§ **TASK REQUIREMENTS**
Word for word, retype the tail of the data below, starting with the line that has "# point at: duck (one" and including the last line.

§ **LISTED RECORDS**
────────────────────
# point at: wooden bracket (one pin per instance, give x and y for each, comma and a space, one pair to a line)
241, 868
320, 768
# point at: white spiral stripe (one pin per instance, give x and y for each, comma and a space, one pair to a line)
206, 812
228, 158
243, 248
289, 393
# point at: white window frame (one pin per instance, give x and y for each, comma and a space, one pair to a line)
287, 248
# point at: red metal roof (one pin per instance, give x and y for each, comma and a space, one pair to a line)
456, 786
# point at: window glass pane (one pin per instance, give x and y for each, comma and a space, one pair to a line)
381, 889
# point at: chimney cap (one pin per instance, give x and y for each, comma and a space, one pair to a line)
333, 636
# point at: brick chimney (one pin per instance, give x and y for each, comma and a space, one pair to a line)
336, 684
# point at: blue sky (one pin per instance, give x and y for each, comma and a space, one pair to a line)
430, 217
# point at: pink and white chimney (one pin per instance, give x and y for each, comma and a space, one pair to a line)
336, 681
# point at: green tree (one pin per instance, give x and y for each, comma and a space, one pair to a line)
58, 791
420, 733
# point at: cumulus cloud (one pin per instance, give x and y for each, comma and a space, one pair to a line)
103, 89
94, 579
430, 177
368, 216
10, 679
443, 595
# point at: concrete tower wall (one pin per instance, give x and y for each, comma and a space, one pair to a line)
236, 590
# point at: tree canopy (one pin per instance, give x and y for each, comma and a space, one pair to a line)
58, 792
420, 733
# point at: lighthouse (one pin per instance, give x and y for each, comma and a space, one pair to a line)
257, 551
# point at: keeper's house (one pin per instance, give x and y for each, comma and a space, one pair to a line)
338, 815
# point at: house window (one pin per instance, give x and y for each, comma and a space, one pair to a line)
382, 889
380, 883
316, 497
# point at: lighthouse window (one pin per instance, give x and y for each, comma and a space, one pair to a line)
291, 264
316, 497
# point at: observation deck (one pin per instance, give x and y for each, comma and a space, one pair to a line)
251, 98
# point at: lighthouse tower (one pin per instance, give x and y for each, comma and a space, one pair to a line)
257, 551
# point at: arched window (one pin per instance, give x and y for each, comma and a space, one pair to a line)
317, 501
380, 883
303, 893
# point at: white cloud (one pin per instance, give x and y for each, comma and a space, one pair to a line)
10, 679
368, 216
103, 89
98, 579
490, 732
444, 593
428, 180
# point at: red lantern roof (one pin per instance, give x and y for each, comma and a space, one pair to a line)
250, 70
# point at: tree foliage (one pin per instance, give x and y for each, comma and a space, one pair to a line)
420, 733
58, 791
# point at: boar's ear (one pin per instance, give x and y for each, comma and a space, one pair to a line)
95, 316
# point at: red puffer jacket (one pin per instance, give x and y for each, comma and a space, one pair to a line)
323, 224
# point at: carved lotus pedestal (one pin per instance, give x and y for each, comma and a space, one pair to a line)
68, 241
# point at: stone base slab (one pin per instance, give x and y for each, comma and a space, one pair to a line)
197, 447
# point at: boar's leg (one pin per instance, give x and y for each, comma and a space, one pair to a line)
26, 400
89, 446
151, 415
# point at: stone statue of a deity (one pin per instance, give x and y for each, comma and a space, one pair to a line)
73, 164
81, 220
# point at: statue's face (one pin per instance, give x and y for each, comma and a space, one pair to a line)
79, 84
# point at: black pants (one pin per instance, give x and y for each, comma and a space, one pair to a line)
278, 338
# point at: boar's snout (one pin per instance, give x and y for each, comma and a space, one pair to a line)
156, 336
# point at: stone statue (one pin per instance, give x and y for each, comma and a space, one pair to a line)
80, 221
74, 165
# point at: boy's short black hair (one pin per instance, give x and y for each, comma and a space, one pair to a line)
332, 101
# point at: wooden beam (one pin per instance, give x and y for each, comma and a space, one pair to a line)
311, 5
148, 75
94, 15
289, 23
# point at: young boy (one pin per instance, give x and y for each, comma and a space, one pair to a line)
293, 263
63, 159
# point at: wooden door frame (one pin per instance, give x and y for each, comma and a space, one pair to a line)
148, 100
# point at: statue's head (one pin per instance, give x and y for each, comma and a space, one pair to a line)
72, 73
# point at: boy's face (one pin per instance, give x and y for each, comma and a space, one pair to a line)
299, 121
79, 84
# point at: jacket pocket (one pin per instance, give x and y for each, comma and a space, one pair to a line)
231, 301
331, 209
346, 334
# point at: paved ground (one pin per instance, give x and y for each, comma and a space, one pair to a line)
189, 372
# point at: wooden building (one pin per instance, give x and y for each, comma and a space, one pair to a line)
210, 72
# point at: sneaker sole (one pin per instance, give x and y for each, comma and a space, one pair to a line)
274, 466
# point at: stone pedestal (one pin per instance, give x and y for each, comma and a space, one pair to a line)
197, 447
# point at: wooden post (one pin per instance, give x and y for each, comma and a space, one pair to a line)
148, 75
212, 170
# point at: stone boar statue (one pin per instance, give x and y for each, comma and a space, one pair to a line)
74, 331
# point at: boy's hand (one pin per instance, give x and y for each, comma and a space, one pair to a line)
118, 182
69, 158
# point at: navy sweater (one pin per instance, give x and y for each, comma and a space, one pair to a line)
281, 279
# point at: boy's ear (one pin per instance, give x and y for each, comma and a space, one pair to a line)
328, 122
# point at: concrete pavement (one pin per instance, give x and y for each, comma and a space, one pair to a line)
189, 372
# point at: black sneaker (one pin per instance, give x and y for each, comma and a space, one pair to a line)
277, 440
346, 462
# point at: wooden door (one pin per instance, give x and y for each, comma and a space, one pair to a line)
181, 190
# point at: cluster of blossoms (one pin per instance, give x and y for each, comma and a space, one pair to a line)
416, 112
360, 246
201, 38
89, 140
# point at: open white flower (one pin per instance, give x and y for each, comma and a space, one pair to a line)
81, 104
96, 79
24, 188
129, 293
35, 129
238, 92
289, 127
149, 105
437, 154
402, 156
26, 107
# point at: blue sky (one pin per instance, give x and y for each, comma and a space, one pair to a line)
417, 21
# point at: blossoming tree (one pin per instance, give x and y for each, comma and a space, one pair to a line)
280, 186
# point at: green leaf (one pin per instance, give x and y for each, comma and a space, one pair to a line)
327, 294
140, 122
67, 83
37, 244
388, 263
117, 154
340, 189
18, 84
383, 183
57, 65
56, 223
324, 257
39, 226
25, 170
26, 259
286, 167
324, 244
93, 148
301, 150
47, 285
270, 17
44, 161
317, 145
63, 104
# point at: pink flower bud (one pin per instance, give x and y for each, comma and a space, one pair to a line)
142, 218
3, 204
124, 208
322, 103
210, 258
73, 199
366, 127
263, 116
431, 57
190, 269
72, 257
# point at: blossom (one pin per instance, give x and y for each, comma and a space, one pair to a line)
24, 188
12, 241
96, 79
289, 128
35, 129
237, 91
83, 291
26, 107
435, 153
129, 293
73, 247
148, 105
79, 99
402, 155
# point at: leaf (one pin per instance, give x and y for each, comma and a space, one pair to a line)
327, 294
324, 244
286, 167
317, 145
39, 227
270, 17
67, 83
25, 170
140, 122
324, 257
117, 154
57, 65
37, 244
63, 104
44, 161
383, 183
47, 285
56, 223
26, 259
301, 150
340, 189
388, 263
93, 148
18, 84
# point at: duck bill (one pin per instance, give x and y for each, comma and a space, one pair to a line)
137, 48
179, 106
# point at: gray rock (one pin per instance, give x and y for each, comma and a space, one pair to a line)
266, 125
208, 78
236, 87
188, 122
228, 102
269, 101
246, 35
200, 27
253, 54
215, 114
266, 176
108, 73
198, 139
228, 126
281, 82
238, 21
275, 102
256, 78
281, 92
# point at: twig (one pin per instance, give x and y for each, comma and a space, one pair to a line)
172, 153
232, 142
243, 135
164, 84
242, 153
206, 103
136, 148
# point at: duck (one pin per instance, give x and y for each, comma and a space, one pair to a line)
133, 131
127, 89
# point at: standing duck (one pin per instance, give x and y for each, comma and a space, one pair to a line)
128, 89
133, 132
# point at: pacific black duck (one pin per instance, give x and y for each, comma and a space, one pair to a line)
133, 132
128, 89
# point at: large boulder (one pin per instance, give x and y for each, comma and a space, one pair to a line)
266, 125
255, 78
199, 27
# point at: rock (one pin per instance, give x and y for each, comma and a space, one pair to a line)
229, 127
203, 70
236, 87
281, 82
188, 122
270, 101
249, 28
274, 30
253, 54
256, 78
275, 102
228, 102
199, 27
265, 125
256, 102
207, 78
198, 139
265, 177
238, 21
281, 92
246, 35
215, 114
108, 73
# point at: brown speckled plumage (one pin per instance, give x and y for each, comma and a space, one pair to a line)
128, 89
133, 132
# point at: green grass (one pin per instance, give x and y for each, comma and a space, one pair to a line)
────────────────────
§ **REPLY TO THE EXERCISE**
# point at: duck (one pin per instance, give x and y for each, comma and a space, one pair to a line)
133, 131
127, 89
# point at: standing duck (one pin per instance, give x and y for each, comma and a space, one pair to a line)
128, 89
133, 132
# point at: pacific black duck (one pin per instance, give x and y for each, comma and a space, one pair to a line)
133, 132
128, 89
# point at: large boulder (one pin per instance, give x and y for each, comma and a space, one pair to a line)
266, 125
255, 78
199, 27
# point at: rock (one pin per instance, give x and y for each, comma and a space, one pair to a line)
229, 127
203, 70
236, 87
281, 82
188, 122
270, 101
249, 28
274, 30
253, 54
256, 78
275, 102
228, 102
199, 27
265, 125
256, 102
207, 78
198, 139
265, 177
238, 21
281, 92
246, 35
215, 114
108, 73
# point at: brown speckled plumage (one pin per instance, give x and y for each, comma and a space, one pair to a line)
128, 89
133, 132
# point at: green grass (one pin per instance, give x and y for each, comma and a space, one pair to a line)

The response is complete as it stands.